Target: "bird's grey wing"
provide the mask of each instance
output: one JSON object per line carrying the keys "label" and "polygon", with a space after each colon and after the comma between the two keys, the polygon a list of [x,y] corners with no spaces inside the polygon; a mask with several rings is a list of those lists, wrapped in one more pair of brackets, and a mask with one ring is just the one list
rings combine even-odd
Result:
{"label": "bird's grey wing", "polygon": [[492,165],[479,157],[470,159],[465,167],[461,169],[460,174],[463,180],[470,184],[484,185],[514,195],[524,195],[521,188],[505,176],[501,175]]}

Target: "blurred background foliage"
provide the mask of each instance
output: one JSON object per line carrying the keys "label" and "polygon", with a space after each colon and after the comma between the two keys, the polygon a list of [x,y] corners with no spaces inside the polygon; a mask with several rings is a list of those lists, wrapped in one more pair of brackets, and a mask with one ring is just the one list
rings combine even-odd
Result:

**TO DO**
Turn the lines above into a Markdown table with two columns, Row and Line: Row holds a running number and Line holds the line. Leave out the blank lines.

**COMPLETED TASK**
| Row | Line |
|---|---|
| 1 | Target: "bird's grey wing" |
| 2 | provide the mask of each instance |
| 3 | output: one JSON object per line carrying the keys "label" and "polygon", with a space after each colon and after the comma between the two keys, the polygon a list of [x,y] corners with no spaces inside the polygon; a mask with several rings is a list of those lists, wrapped in one more pair of brackets, and a mask with one ring is just the one list |
| 4 | rings combine even-odd |
| 5 | Result: |
| 6 | {"label": "bird's grey wing", "polygon": [[492,165],[479,157],[470,159],[465,167],[461,169],[460,174],[463,180],[470,184],[484,185],[514,195],[524,195],[521,188],[505,176],[501,175]]} |
| 7 | Target: "blurred background foliage" |
| 8 | provide the mask of each instance |
| 9 | output: one JSON object per line carrying the keys "label" and "polygon", with a space after each colon and after the comma between the two keys, the polygon a list of [x,y] corners with no spaces inside the polygon; a mask with several rings is a list of those lists, wrapped in one more pair of brackets, and a mask with one ring is just the one list |
| 10 | rings combine even-odd |
| 11 | Result: |